[DATA IN THIS EXERCISE]:

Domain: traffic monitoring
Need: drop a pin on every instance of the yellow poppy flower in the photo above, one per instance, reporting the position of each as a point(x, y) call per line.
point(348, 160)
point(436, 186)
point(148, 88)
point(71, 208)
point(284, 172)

[STATED PROBLEM]:
Rewrite the lines of the rows above as a numbered list, leaving out any blank lines.

[EXERCISE SOLUTION]:
1. Domain: traffic monitoring
2. Need: drop a pin on every instance of the yellow poppy flower in the photo above, one per instance, reporting the position of each as a point(x, y) call per line.
3. point(348, 160)
4. point(436, 186)
5. point(148, 88)
6. point(71, 208)
7. point(284, 172)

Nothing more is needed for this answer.